* Begin Document excerpt *

[Proof of Concept] `Polyester.@batch` for threading

efaulhaber commented 2 months ago

Have you considered using Polyester.jl for threading instead of Threads? I always use the code in this PR when I want to do fair benchmarks of my implementations against CellListMap.jl. I get consistently better performance with this PR over main.

Here is a very cheap benchmark that is running one time step of an n-body simulation. This is the code: https://github.com/trixi-framework/PointNeighbors.jl/blob/main/benchmarks/n_body.jl#L24-L33

This is on an AMD Ryzen Threadripper 3990X using 128 threads:

This is a minimum speedup of 1.6x and a speedup of 4.5x for the largest problem size.

Here is a real-life benchmark, running one particle interaction loop of the Weakly Compressible SPH method:

This is a speedup of 2x for most problem sizes.

lmiq commented 2 months ago

I´ve experimented with Polyerster a few times and, indeed, if the mapped loop is tight it is faster. However, I have the understanding that Polyester does not compose well if the function is called from within another threaded code. I think it will just fill the threads and compete for the resources. That's why I never stick with it.

Concerning the benchmark: is that using CellListMap? That was not clear to me.

One thing is that the way the inner loop of the map_pairwise CellListMap is implemented, which is very general for type of function being provided by the user, can certainly no be optimal in most specific cases. I have thought previously of exposing the inner loop as part of the interface, so the user could implement at will, possiblly taking advantage of vectorization if the function being mapped allows so. But for my applications that was not a priority, so it stayed as it is.

* End Document excerpt *
* Begin Listed entries *

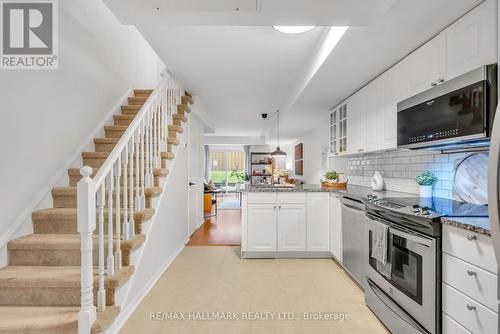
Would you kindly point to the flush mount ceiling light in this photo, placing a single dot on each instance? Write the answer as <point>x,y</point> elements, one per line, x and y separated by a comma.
<point>293,29</point>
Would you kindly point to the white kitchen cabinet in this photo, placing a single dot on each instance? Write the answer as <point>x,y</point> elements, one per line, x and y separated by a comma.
<point>262,227</point>
<point>318,222</point>
<point>423,66</point>
<point>292,227</point>
<point>338,129</point>
<point>373,115</point>
<point>471,41</point>
<point>355,122</point>
<point>336,227</point>
<point>395,91</point>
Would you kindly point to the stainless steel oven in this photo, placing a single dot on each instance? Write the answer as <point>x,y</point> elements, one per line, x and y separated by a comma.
<point>405,298</point>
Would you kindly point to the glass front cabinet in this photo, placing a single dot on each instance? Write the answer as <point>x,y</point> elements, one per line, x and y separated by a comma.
<point>338,129</point>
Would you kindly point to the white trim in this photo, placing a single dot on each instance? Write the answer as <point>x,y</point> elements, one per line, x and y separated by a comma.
<point>59,174</point>
<point>132,306</point>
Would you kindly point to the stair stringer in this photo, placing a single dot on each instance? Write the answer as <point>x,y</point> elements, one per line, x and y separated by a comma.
<point>150,269</point>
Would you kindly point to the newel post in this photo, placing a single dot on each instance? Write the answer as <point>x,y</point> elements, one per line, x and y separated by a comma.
<point>86,217</point>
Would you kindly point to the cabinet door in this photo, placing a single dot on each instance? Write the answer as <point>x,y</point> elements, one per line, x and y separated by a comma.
<point>292,227</point>
<point>471,41</point>
<point>394,91</point>
<point>318,221</point>
<point>336,227</point>
<point>373,115</point>
<point>423,66</point>
<point>261,230</point>
<point>355,122</point>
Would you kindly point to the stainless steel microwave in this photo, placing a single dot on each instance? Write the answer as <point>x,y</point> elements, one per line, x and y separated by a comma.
<point>457,114</point>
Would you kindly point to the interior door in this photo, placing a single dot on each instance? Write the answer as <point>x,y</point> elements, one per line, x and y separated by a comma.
<point>195,175</point>
<point>292,227</point>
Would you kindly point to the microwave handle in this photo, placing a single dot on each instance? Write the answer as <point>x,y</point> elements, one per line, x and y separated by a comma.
<point>407,234</point>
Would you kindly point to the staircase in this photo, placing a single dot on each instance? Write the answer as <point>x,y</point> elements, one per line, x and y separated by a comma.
<point>57,274</point>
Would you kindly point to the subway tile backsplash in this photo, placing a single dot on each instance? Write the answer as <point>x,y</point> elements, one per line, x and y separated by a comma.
<point>400,167</point>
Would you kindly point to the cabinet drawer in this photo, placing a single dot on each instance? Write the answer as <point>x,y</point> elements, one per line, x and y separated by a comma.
<point>450,326</point>
<point>479,320</point>
<point>262,198</point>
<point>472,247</point>
<point>474,282</point>
<point>292,198</point>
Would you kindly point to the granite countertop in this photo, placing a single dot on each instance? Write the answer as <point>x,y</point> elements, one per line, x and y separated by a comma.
<point>475,224</point>
<point>358,192</point>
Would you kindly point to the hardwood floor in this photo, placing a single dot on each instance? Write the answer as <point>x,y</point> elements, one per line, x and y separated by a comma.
<point>223,230</point>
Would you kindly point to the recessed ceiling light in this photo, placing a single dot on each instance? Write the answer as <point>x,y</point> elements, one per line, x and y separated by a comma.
<point>293,29</point>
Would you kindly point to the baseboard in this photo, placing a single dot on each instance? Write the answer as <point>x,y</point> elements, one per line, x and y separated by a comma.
<point>60,173</point>
<point>132,306</point>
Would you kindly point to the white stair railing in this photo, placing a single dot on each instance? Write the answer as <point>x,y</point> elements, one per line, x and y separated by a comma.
<point>122,179</point>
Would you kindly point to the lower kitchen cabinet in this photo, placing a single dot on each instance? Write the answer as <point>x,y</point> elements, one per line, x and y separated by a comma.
<point>469,287</point>
<point>336,227</point>
<point>261,235</point>
<point>292,227</point>
<point>318,222</point>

* End Listed entries *

§ What is required:
Copy the passage of the Polyester threading thread starting at "Here is a real-life" and ending at "stick with it.".

§ Task solution:
Here is a real-life benchmark, running one particle interaction loop of the Weakly Compressible SPH method:

This is a speedup of 2x for most problem sizes.

lmiq commented 2 months ago

I´ve experimented with Polyerster a few times and, indeed, if the mapped loop is tight it is faster. However, I have the understanding that Polyester does not compose well if the function is called from within another threaded code. I think it will just fill the threads and compete for the resources. That's why I never stick with it.